» Source text
- Opening Delimiter -

Date of Award

7-1-2005

Degree Type

Dissertation

Degree Name

Ph.D.

Department

Department of Biological Sciences

First Advisor

Juarine Stewart, Ph.D.

Second Advisor

David Collart, Ph.D

Third Advisor

David Logan, Ph.D.

Abstract

This study showed that dihydroceramide and ceramide increased the expression of cytochrome (CYP) P450 when HepG2 cells were exposed to 3-methylcholanthrene (MC). Cytochrome P450s are a highly diversified set of heme proteins responsible for drug metabolism, blood homeostasis, cholesterol biosynthesis, and steriodogenesis. CYP1A1, the first P450 isoform to be named, is responsible for the metabolism and biotransformation of polycyclic aromatic hydrocarbons (PAH). 3-methylcholanthrene, an extremely hazardous PAH, has been shown to induce the CYP1A1 gene through the aryl hydrocarbon receptor (AhR) pathway. Past investigations have shown that the sphingolipid, C2-ceramide, induces CYP1A1 expression when HepG2 cells are exposed to 3-methylcholanthrene. Ceramide, the hydrophobic moiety of all complex sphingolipids, is known to act as a second messenger in the cell. Unlike ceramide, dihydroceramide, the precursor of an essential molecule needed for the formation of ceramide through the de novo pathway, has been reported to be biologically inactive. It is hypothesized that structurally different sphingolipids (ceramide and dihydroceramide) modulate the ability of MC to induce CYP1A1 expression by increasing the influx of MC into the cell. To test this hypothesis, CYP1A1 enzyme activity and protein amounts were assessed by the ethoxyresorufm-o-deethylase assay and Western Blot analysis, respectively. Through confocal microscopy it was found that the increased influx of MC was correlated to the increased expression of CYP1A1 in the presence of the sphingolipids when compared to MC treated cells alone. In addition to increased influx, it was found that ceramide and dihydroceramide also caused MC to quickly localize around the nucleus of the cells. An increased influx of MC in cells and localization to the nucleus can lead to the increased expression of CYP1A1 for the biotransformation ofPAHs. This dual effect can potentially enhance the chemical carcinogenesis process through increased production of the carcinogenic metobolites of these PAHs. Sphingolipid stimulation of CYP1A1 enzyme during the biotransformation of a PAH could then enhance the incidence of chemical carcinogenesis.

- Closing Delimiter -

» Work to complete
Decide whether each statement agrees with the abstract, answering yes or no and quoting the deciding words.
1. Dihydroceramide has been reported to be biologically inactive.
2. Confocal microscopy showed that the sphingolipids reduced the influx of MC compared with cells treated with MC alone.
3. 3-methylcholanthrene has been shown to induce the CYP1A1 gene through the aryl hydrocarbon receptor pathway.
Rely on the abstract alone, with no outside knowledge.

» Data extracts
- Opening Delimiter -

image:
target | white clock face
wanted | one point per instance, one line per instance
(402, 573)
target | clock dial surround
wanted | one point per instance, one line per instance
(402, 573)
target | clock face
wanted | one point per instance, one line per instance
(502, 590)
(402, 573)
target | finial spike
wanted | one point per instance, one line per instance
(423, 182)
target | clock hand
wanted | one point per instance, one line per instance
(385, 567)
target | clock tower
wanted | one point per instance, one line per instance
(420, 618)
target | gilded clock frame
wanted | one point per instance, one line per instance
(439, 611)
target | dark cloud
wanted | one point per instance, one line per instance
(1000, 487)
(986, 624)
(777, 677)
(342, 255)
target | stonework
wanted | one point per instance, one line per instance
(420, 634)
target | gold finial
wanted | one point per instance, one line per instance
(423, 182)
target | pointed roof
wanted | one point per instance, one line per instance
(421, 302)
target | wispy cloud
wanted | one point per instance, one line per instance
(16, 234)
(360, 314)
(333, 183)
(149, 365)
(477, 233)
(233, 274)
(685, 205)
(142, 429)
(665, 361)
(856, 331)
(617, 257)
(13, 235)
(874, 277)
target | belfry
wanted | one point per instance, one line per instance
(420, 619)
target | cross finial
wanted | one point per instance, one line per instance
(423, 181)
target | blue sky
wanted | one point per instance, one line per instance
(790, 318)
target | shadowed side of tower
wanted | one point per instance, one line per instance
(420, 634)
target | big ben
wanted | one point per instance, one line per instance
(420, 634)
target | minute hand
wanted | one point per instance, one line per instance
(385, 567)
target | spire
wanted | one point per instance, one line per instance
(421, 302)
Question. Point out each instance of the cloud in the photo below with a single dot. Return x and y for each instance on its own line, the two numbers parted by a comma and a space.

- Closing Delimiter -

» Your response
1. Yes: "dihydroceramide, the precursor of an essential molecule needed for the formation of ceramide through the de novo pathway, has been reported to be biologically inactive"
2. No: "the increased influx of MC was correlated to the increased expression of CYP1A1 in the presence of the sphingolipids when compared to MC treated cells alone"
3. Yes: "has been shown to induce the CYP1A1 gene through the aryl hydrocarbon receptor (AhR) pathway"